THE TASK — If a line below contains "yellow", count it. Report the final total and nothing more.

PROVIDED DATA —
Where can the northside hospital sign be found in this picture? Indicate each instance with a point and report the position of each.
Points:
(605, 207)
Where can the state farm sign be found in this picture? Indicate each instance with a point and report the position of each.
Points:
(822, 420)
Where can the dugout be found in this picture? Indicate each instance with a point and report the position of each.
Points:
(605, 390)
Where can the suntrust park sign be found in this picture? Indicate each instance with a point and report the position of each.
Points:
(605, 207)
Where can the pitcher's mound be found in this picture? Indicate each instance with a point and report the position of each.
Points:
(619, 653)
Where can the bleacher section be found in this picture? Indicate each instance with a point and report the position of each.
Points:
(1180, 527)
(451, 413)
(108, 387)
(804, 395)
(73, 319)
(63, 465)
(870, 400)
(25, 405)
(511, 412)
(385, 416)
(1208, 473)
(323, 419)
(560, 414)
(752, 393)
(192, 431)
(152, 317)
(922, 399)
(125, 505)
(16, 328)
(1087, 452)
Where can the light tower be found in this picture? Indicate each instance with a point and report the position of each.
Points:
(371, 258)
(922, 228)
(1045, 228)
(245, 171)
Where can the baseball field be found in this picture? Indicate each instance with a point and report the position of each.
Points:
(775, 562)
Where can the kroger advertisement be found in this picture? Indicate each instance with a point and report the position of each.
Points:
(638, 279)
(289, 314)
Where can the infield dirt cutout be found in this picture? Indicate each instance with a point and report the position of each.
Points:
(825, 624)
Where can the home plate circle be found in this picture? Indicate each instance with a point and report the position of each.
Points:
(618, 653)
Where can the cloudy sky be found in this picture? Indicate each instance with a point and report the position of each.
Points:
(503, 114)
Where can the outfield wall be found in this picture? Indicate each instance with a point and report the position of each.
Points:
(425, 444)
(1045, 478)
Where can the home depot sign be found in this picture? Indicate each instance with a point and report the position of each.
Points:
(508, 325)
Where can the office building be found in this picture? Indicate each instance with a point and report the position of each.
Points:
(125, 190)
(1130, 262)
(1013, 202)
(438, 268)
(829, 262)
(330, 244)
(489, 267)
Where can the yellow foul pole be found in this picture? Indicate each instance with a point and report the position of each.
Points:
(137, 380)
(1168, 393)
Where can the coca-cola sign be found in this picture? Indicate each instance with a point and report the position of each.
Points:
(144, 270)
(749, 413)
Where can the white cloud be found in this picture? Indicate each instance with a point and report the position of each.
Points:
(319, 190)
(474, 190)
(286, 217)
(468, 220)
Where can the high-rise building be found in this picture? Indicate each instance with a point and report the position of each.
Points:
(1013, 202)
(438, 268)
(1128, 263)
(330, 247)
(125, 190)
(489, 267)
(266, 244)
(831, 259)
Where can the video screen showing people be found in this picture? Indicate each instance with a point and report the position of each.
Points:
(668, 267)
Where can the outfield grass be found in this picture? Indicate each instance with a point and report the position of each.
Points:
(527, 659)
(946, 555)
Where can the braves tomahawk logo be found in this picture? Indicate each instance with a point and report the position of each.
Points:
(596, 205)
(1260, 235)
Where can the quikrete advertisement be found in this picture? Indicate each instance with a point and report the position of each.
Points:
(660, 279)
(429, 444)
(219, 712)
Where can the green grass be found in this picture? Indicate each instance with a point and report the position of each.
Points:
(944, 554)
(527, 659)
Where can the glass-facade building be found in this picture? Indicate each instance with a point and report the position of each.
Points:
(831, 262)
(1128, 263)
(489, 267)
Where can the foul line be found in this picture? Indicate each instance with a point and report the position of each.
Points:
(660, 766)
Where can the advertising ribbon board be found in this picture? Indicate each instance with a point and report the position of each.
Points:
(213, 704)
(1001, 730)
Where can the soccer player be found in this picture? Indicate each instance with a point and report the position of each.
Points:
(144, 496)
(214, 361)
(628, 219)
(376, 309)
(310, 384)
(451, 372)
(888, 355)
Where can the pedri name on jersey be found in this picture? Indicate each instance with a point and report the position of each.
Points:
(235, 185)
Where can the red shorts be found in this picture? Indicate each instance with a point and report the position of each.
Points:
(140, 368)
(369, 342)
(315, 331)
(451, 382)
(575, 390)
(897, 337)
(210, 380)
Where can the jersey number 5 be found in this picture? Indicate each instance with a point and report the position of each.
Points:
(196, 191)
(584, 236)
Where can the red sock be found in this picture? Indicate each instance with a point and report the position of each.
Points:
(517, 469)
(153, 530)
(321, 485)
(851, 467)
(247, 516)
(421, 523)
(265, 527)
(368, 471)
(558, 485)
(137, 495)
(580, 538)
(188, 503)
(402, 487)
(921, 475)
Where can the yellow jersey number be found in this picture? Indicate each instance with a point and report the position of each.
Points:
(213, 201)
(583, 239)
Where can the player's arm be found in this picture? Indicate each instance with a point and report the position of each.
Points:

OUTPUT OF THE EXERCISE — 2